DOCUMENT TEXT —
Forum Discussion

Altera_Forum's avatar
Altera_Forum
Icon for Honored Contributor rankHonored Contributor
13 years ago

mSGDMA and On-chip Memory

Hi all!

I'm creating a design that uses a Nios II processor with on board memory and wish to be able to read & write to the on-chip memory from custom Verilog.

I did originally try using the Altera MM templates however as discussed by other users (search for 'Avalon MM templates in Qsys' on this forum), I experienced problems so have switched to using the mSGDMA template.

My question is what ports should I be exporting to use in the my custom Verilog?

Thanks, probably a simple question for someone!

18 Replies

  • Altera_Forum's avatar
    Altera_Forum
    Icon for Honored Contributor rankHonored Contributor

    Even though this design is for Arria 10 SoC I would take a look at it to get a ballpark estimate of the performance you can expect from Cyclone V SoC: https://www.altera.com/support/support-resources/design-examples/soc/fpga-to-hps-bridges-design-example.html The design uses a baremetal program to control a bunch of mSGDMAs and pattern generator/checker cores in the FPGA to move data back and forth and measure the performance.

    In the documentation subdirectory you'll find an excel spreadsheet with the numbers collected. The data shown is for the FPGA operating at 250MHz with 128-bit ports into the HPS and HPS SDRAM ports. In Cyclone V SoC if you have unidirectional data then what you could do is gang all the F2S ports together into a single 256-bit data path and move bulk data through it.
  • Altera_Forum's avatar
    Altera_Forum
    Icon for Honored Contributor rankHonored Contributor

    --- Quote Start ---

    Even though this design is for Arria 10 SoC I would take a look at it to get a ballpark estimate of the performance you can expect from Cyclone V SoC: https://www.altera.com/support/support-resources/design-examples/soc/fpga-to-hps-bridges-design-example.html The design uses a baremetal program to control a bunch of mSGDMAs and pattern generator/checker cores in the FPGA to move data back and forth and measure the performance.

    In the documentation subdirectory you'll find an excel spreadsheet with the numbers collected. The data shown is for the FPGA operating at 250MHz with 128-bit ports into the HPS and HPS SDRAM ports. In Cyclone V SoC if you have unidirectional data then what you could do is gang all the F2S ports together into a single 256-bit data path and move bulk data through it.

RECORD EXTRACTS —
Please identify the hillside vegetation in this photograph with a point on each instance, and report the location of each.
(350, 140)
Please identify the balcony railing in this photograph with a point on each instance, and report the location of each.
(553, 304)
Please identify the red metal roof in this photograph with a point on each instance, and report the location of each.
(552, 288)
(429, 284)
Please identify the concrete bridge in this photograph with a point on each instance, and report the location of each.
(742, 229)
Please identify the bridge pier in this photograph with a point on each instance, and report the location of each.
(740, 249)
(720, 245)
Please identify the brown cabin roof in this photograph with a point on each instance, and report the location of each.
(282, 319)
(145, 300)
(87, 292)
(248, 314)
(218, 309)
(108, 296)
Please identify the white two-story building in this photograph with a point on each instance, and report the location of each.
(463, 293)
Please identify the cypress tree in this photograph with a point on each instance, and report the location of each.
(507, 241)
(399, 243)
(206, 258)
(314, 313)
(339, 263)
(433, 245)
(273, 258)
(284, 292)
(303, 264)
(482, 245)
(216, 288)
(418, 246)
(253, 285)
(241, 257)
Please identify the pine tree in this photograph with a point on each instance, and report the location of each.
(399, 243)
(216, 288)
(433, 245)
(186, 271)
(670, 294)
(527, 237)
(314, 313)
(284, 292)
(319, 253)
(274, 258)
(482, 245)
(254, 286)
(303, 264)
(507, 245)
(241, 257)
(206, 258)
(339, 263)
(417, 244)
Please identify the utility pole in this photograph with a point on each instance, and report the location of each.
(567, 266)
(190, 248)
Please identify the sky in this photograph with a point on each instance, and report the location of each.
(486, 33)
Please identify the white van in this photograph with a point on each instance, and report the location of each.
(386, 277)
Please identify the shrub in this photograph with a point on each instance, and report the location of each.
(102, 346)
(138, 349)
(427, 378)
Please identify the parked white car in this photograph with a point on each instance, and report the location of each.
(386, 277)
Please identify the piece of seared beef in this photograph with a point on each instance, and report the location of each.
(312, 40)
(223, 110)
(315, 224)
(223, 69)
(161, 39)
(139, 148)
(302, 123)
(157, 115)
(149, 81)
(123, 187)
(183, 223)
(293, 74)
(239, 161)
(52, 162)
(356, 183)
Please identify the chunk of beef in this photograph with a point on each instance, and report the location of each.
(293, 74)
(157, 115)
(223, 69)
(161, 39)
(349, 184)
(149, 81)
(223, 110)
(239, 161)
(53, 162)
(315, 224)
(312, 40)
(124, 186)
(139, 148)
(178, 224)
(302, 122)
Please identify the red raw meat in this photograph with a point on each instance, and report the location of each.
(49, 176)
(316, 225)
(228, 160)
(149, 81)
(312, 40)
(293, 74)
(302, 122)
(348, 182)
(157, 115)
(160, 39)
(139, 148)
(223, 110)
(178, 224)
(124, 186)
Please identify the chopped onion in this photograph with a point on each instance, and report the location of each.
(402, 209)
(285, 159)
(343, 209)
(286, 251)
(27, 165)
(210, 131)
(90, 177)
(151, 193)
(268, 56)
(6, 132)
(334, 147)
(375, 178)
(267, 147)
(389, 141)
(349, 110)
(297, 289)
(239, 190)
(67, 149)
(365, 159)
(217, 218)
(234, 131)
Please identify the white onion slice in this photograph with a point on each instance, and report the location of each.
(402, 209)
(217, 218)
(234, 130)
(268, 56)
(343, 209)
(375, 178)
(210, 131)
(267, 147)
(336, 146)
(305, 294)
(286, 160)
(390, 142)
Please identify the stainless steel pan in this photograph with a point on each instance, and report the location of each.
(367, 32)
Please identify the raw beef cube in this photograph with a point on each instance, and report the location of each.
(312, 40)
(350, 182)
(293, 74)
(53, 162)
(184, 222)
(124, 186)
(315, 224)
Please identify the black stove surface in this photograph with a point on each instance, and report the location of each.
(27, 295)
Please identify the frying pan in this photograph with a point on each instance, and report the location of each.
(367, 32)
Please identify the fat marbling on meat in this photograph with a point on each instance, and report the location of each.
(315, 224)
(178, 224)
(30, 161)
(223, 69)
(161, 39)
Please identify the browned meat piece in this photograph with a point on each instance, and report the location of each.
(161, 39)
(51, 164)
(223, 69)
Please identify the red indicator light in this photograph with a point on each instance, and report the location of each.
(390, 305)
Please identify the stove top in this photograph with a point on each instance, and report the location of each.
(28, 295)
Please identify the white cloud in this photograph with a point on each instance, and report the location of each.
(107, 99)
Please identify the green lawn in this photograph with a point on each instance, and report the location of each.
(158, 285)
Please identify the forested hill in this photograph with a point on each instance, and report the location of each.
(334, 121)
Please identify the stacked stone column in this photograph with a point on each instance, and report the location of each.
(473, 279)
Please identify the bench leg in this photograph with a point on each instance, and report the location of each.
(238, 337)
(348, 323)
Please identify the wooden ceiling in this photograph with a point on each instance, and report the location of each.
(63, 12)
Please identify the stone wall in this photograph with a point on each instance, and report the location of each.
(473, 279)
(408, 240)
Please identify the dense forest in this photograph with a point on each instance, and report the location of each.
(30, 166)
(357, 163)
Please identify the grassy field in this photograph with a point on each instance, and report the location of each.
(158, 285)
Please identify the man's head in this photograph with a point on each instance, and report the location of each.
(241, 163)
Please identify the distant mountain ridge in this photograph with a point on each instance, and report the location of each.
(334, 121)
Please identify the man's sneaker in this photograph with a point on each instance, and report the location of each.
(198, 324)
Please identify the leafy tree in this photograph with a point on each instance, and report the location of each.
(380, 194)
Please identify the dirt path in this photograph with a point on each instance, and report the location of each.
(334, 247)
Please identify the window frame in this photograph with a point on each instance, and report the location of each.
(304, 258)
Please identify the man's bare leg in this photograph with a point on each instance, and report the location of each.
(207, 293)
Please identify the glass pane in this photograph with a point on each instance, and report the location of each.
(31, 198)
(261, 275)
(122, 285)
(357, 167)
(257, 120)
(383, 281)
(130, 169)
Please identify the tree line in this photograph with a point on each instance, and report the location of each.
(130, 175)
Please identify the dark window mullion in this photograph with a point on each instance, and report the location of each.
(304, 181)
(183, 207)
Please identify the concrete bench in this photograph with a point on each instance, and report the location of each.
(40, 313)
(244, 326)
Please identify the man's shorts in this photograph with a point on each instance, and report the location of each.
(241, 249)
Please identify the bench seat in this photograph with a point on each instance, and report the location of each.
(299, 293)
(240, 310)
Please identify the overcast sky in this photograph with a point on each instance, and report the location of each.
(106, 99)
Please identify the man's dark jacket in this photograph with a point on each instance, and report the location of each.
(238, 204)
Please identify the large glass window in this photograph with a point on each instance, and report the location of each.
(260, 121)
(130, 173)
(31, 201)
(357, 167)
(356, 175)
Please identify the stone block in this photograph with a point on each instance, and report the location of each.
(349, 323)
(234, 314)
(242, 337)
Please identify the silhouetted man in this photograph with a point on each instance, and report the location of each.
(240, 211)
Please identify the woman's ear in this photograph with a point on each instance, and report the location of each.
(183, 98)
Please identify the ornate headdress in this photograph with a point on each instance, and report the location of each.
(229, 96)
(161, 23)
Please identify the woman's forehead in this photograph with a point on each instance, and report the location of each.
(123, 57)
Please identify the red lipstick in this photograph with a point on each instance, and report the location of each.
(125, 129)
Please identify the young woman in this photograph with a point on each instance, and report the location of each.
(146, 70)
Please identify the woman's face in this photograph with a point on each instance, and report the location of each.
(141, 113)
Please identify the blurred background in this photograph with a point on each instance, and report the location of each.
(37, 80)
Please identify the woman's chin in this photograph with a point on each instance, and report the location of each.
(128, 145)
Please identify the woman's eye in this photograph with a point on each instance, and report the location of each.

EXERCISE REQUIREMENTS —
Please rewrite the forum discussion from "I did originally" to "my custom Verilog?", with "mSGDMA template" changed to "mSGDMA core".

RESPONSE TO THIS EXERCISE —
I did originally try using the Altera MM templates however as discussed by other users (search for 'Avalon MM templates in Qsys' on this forum), I experienced problems so have switched to using the mSGDMA core.

My question is what ports should I be exporting to use in the my custom Verilog?